→ **Exercise instructions**:
The complete listing should be restated exactly.
========
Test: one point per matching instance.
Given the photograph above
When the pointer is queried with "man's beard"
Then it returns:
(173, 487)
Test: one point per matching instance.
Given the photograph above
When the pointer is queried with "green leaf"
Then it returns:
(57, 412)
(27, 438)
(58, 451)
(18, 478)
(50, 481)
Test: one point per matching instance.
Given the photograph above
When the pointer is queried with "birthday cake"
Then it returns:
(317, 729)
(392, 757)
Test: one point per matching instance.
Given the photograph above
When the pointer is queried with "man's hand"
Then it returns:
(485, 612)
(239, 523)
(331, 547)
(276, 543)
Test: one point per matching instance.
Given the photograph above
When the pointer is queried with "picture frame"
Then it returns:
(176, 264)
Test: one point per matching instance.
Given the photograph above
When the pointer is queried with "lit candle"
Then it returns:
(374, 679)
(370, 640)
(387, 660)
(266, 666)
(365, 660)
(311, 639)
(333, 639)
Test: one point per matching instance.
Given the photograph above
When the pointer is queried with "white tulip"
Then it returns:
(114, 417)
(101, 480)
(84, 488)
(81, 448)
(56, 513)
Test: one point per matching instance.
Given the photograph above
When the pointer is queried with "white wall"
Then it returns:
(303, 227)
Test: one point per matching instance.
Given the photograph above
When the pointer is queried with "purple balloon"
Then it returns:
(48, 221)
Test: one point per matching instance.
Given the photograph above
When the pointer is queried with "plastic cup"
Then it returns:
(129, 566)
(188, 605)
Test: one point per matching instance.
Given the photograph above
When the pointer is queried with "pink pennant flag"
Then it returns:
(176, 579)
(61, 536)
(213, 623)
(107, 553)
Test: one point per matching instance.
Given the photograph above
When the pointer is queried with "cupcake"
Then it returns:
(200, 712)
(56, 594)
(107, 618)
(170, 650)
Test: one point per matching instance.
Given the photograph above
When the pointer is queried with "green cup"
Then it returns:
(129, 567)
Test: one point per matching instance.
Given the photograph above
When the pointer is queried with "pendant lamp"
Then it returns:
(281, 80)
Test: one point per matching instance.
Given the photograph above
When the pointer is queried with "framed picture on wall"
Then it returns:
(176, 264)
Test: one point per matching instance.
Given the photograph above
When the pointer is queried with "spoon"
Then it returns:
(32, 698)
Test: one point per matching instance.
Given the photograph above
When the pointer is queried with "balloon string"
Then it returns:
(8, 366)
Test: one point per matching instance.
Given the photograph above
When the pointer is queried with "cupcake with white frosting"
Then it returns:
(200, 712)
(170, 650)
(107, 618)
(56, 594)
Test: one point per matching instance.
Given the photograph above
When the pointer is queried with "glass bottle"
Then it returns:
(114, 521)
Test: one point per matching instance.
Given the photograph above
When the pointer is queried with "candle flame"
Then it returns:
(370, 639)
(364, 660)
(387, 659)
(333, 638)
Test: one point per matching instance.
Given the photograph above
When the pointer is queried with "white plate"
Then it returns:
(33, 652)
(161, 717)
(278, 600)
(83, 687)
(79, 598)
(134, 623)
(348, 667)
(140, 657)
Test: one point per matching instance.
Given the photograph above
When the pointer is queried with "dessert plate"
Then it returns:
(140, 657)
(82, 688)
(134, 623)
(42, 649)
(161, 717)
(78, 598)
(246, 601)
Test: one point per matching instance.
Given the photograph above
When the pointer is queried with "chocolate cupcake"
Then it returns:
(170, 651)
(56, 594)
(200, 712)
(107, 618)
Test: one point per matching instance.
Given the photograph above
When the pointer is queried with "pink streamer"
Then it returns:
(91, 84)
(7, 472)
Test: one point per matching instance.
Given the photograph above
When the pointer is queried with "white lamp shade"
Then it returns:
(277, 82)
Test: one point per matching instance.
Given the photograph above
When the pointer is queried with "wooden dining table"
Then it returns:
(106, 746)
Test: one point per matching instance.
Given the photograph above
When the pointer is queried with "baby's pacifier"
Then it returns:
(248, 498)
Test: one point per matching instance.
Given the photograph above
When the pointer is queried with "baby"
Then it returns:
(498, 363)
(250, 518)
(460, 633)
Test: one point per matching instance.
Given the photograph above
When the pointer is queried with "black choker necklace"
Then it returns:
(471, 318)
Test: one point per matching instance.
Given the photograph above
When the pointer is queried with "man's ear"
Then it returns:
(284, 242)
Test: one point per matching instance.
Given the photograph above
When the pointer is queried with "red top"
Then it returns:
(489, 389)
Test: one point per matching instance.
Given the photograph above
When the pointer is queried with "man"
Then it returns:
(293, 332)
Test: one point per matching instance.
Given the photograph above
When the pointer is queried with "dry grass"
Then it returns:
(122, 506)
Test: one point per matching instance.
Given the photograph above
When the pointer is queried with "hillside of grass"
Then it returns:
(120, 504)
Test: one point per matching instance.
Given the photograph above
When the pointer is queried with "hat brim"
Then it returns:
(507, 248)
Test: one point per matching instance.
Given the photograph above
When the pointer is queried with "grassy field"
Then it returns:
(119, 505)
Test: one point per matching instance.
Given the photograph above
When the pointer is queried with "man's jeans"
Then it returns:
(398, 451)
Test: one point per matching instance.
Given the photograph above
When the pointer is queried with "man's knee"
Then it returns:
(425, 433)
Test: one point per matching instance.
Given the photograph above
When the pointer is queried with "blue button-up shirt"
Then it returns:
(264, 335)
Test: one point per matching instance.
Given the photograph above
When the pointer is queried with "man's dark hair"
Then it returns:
========
→ **Written answer**:
Test: one point per matching instance.
Given the photograph above
When the pointer is queried with "man's beard"
Then it returns:
(173, 487)
Test: one point per matching instance.
Given the photograph above
When the pointer is queried with "green leaf"
Then it returns:
(57, 412)
(27, 438)
(58, 451)
(18, 478)
(50, 481)
Test: one point per matching instance.
Given the photograph above
When the pointer is queried with "birthday cake"
Then it returns:
(317, 729)
(392, 757)
Test: one point per matching instance.
Given the photograph above
When the pointer is queried with "man's hand"
Then it returns:
(485, 612)
(239, 523)
(331, 547)
(276, 543)
Test: one point per matching instance.
Given the photograph above
When the pointer is queried with "picture frame"
Then it returns:
(176, 264)
Test: one point per matching instance.
Given the photograph above
When the pointer is queried with "lit candle"
Then it returns:
(374, 679)
(370, 640)
(387, 660)
(266, 666)
(365, 660)
(311, 639)
(333, 639)
Test: one point per matching instance.
Given the photograph above
When the pointer is queried with "white tulip"
Then it returns:
(114, 417)
(101, 480)
(84, 488)
(81, 448)
(56, 513)
Test: one point per matching instance.
Given the photograph above
When the pointer is queried with "white wall"
Then it returns:
(303, 227)
Test: one point per matching instance.
Given the photograph above
When the pointer is queried with "purple balloon"
Then it returns:
(48, 221)
Test: one point per matching instance.
Given the photograph above
When the pointer is queried with "plastic cup"
Then it returns:
(129, 566)
(188, 605)
Test: one point per matching instance.
Given the photograph above
When the pointer is queried with "pink pennant flag"
Then it returns:
(176, 579)
(61, 536)
(213, 623)
(107, 553)
Test: one point per matching instance.
Given the photograph above
When the pointer is queried with "cupcake"
Then it returns:
(200, 712)
(56, 594)
(107, 618)
(170, 650)
Test: one point per matching instance.
Given the photograph above
When the pointer is queried with "green cup"
Then it returns:
(129, 567)
Test: one point per matching instance.
Given the photograph above
When the pointer is queried with "pendant lamp"
Then it returns:
(281, 80)
Test: one point per matching instance.
Given the photograph above
When the pointer is queried with "framed picture on wall"
Then it returns:
(176, 264)
Test: one point per matching instance.
Given the photograph above
When the pointer is queried with "spoon"
Then it returns:
(32, 698)
Test: one point per matching instance.
Given the photograph above
When the pointer is queried with "balloon string"
Then it returns:
(8, 366)
Test: one point per matching instance.
Given the photograph above
When the pointer is queried with "cupcake with white frosting"
Then it returns:
(200, 712)
(170, 650)
(107, 618)
(56, 594)
Test: one point per matching instance.
Given the photograph above
When the pointer is queried with "glass bottle"
Then it returns:
(114, 521)
Test: one point per matching instance.
Given the photograph above
When the pointer is queried with "candle flame"
Then it returns:
(370, 639)
(364, 660)
(387, 659)
(333, 638)
Test: one point per matching instance.
Given the photograph above
When the pointer is queried with "white plate"
Then it returns:
(33, 652)
(161, 717)
(278, 600)
(83, 687)
(79, 598)
(134, 623)
(348, 667)
(140, 657)
Test: one point per matching instance.
Given the photograph above
When the pointer is queried with "dessert plate"
Then it returns:
(140, 657)
(82, 688)
(134, 623)
(42, 649)
(161, 717)
(78, 598)
(246, 601)
Test: one point per matching instance.
Given the photograph above
When the pointer is queried with "chocolate cupcake"
Then it returns:
(170, 651)
(56, 594)
(200, 712)
(107, 618)
Test: one point per matching instance.
Given the photograph above
When the pointer is queried with "pink streamer"
Then it returns:
(91, 84)
(7, 472)
Test: one point per matching instance.
Given the photograph above
When the pointer is queried with "white lamp shade"
Then it returns:
(277, 82)
Test: one point per matching instance.
Given the photograph above
When the pointer is queried with "wooden dining table"
Then it returns:
(106, 746)
Test: one point per matching instance.
Given the photograph above
When the pointer is queried with "baby's pacifier"
Then it returns:
(248, 498)
Test: one point per matching instance.
Given the photograph above
When the pointer is queried with "baby"
Then it returns:
(498, 363)
(250, 518)
(460, 633)
Test: one point per matching instance.
Given the photograph above
When the pointer is queried with "black choker necklace"
Then it returns:
(471, 318)
Test: one point per matching instance.
Given the photograph above
When the pointer is queried with "man's ear"
Then it returns:
(284, 242)
Test: one point per matching instance.
Given the photograph above
When the pointer is queried with "red top"
Then it returns:
(489, 389)
Test: one point per matching instance.
Given the photograph above
When the pointer is queried with "man"
Then it returns:
(293, 332)
Test: one point per matching instance.
Given the photograph above
When the pointer is queried with "dry grass"
Then it returns:
(122, 506)
Test: one point per matching instance.
Given the photograph above
When the pointer is queried with "hillside of grass"
Then it returns:
(120, 504)
Test: one point per matching instance.
Given the photograph above
When the pointer is queried with "hat brim"
Then it returns:
(507, 248)
Test: one point per matching instance.
Given the photograph above
When the pointer is queried with "grassy field"
Then it returns:
(119, 505)
Test: one point per matching instance.
Given the photograph above
When the pointer is queried with "man's jeans"
Then it returns:
(398, 451)
Test: one point per matching instance.
Given the photograph above
When the pointer is queried with "man's knee"
Then it returns:
(425, 433)
Test: one point per matching instance.
Given the photograph above
When the pointer is queried with "blue button-up shirt"
Then it returns:
(264, 335)
Test: one point per matching instance.
Given the photograph above
When the pointer is queried with "man's dark hair"
Then it returns:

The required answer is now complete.